#### WHAT THE TASK ASKS
List every line of the entries below that contains the word "wooden", copying each such line in full.

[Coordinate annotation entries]
┌──

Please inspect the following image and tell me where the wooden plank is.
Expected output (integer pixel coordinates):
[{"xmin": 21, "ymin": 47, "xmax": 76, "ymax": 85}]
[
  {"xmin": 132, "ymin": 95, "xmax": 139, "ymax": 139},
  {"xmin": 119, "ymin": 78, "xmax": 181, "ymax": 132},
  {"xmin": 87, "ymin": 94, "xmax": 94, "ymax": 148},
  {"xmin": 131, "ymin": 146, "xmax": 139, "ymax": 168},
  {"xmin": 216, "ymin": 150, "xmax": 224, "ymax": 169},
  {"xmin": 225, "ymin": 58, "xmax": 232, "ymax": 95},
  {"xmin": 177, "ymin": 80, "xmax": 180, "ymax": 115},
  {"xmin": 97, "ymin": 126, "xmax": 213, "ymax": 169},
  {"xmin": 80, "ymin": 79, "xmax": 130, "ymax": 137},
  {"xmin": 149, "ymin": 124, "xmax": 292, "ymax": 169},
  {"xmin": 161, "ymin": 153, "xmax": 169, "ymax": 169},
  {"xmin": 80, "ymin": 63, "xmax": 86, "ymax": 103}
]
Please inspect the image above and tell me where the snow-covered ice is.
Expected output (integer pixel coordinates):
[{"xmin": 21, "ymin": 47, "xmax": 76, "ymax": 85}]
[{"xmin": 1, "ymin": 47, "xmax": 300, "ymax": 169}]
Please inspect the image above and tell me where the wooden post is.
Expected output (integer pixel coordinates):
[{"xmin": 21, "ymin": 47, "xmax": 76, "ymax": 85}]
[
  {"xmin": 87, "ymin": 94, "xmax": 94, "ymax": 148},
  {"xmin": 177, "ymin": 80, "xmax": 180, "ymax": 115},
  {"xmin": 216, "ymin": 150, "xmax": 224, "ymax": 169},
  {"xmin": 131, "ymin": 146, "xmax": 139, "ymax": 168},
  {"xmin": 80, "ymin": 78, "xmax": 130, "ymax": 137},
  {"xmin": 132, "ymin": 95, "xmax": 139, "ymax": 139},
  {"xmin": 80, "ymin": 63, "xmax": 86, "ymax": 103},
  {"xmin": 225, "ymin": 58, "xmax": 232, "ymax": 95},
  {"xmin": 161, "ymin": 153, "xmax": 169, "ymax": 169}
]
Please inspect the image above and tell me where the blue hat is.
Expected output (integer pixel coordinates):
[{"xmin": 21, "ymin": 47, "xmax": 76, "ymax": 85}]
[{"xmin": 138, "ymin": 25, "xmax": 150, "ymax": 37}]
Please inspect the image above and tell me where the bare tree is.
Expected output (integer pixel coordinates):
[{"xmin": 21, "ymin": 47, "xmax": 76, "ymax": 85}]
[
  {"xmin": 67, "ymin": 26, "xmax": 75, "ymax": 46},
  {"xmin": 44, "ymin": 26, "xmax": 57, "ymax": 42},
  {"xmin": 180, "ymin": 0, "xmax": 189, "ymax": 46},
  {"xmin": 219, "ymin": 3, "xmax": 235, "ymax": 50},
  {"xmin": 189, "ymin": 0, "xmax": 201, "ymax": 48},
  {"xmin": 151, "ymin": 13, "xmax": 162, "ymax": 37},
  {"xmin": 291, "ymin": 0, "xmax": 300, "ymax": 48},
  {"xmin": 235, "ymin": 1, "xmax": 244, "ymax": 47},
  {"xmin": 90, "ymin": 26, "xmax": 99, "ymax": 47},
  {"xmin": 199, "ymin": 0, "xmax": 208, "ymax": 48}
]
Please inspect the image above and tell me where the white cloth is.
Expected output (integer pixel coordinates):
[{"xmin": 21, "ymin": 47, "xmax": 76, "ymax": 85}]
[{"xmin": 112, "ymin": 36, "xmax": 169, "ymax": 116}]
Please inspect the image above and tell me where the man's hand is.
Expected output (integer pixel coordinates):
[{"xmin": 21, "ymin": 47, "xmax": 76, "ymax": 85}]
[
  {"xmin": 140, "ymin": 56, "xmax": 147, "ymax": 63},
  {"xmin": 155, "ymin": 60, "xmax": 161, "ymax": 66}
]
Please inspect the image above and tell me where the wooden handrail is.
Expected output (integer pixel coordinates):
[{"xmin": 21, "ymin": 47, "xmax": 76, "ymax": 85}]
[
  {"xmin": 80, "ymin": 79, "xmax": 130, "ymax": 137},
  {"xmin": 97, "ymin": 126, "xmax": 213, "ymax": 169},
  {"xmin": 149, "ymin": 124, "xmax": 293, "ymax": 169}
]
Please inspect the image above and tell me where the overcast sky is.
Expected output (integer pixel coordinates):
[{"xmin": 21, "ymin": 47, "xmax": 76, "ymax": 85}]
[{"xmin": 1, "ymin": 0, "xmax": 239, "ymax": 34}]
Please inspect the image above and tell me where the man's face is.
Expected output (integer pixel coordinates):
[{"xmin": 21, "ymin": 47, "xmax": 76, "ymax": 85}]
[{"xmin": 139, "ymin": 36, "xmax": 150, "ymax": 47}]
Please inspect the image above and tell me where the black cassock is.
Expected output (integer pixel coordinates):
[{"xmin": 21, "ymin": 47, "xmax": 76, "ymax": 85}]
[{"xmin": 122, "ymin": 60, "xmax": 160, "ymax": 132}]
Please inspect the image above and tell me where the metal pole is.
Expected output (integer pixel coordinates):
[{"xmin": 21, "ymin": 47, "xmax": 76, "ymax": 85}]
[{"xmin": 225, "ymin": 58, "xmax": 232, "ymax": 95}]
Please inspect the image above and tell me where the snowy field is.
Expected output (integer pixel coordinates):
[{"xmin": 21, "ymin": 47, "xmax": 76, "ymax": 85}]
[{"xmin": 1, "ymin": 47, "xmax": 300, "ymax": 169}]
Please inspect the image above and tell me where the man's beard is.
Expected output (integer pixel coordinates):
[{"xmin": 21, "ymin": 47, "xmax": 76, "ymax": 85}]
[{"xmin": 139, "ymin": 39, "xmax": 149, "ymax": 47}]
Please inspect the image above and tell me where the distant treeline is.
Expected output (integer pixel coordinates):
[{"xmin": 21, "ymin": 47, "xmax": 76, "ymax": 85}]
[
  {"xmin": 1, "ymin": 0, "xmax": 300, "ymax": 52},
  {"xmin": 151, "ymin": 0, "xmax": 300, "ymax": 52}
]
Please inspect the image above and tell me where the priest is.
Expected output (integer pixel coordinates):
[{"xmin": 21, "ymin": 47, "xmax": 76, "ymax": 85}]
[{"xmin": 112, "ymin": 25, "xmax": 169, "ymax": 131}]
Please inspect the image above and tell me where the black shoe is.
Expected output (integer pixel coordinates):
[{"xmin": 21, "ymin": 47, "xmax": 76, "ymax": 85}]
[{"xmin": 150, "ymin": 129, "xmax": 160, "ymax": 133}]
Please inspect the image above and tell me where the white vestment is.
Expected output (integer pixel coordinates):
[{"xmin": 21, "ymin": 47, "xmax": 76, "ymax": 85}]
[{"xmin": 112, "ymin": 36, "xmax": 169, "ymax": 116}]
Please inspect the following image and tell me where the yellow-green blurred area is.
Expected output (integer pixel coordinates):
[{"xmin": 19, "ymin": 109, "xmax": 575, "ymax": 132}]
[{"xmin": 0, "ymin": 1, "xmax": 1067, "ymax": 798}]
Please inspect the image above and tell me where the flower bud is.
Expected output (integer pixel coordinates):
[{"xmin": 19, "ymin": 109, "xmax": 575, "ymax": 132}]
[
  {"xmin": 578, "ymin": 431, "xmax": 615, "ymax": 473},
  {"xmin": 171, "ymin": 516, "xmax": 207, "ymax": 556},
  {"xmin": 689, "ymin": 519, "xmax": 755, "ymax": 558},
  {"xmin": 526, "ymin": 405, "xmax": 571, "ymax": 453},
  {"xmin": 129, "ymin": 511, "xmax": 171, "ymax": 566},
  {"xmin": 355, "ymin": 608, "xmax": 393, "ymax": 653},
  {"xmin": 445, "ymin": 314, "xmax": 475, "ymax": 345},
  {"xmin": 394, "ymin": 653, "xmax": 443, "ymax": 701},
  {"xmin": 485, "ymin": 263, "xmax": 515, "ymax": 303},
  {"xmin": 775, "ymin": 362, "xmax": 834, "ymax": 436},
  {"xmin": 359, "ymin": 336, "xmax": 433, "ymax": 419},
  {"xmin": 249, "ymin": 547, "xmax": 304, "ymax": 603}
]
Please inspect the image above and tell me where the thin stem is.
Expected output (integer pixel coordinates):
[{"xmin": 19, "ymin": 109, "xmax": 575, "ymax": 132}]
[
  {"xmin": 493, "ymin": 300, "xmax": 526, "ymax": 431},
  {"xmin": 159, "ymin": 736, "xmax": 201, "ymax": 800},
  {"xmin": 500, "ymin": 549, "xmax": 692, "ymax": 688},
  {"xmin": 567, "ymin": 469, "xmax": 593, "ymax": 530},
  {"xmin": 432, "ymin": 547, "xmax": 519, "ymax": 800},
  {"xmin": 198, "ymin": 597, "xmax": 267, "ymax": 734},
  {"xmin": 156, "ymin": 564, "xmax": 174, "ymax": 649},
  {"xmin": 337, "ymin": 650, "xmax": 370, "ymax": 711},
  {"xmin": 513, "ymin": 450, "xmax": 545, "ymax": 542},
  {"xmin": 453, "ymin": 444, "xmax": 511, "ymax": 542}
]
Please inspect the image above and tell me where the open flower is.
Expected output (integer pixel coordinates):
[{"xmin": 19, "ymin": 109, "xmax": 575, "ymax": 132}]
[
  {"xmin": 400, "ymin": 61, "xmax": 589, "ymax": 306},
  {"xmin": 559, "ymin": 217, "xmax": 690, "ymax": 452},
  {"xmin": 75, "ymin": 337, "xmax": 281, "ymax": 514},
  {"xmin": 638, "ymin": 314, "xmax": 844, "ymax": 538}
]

└──
┌──

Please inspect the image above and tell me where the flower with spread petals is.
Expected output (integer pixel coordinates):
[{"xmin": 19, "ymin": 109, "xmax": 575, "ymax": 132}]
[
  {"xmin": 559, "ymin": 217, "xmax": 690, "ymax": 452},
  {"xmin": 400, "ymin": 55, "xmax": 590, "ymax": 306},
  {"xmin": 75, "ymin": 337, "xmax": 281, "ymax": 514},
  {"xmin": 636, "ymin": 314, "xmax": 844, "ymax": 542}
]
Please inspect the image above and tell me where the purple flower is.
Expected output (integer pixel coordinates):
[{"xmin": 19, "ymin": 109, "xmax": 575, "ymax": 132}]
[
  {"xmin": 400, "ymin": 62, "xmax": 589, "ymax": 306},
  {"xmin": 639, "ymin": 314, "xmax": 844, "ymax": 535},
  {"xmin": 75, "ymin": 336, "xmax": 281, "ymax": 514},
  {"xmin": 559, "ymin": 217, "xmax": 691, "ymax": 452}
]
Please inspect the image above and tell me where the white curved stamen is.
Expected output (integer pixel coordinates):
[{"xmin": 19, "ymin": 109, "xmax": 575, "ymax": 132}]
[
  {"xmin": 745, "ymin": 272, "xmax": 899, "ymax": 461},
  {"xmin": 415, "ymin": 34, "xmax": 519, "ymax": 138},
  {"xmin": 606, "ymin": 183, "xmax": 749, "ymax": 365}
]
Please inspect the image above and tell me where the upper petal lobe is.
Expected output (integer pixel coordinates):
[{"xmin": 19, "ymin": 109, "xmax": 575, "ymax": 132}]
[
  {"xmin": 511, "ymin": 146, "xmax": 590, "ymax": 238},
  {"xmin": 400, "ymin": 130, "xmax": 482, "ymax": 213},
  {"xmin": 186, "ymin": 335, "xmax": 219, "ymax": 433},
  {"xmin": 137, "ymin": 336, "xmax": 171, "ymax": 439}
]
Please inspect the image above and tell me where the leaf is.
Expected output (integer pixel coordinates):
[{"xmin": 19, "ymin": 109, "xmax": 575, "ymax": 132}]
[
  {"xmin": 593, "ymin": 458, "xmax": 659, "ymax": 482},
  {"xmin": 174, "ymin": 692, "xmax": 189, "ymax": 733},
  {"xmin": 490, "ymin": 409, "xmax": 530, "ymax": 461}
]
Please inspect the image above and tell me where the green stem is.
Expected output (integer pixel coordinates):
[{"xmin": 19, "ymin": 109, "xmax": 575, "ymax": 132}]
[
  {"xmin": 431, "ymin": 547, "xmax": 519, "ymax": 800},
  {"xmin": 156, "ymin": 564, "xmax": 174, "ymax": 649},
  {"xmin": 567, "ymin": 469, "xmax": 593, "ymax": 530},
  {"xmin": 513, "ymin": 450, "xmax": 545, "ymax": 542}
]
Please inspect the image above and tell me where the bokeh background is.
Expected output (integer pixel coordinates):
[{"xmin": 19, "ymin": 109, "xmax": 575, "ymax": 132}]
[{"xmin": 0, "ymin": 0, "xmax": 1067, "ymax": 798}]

└──

#### OUTPUT OF THE TASK
Please inspect the following image and tell me where the wooden plank is.
Please inspect the image above and tell me where the wooden post is.
Please inspect the image above and tell me where the wooden handrail is.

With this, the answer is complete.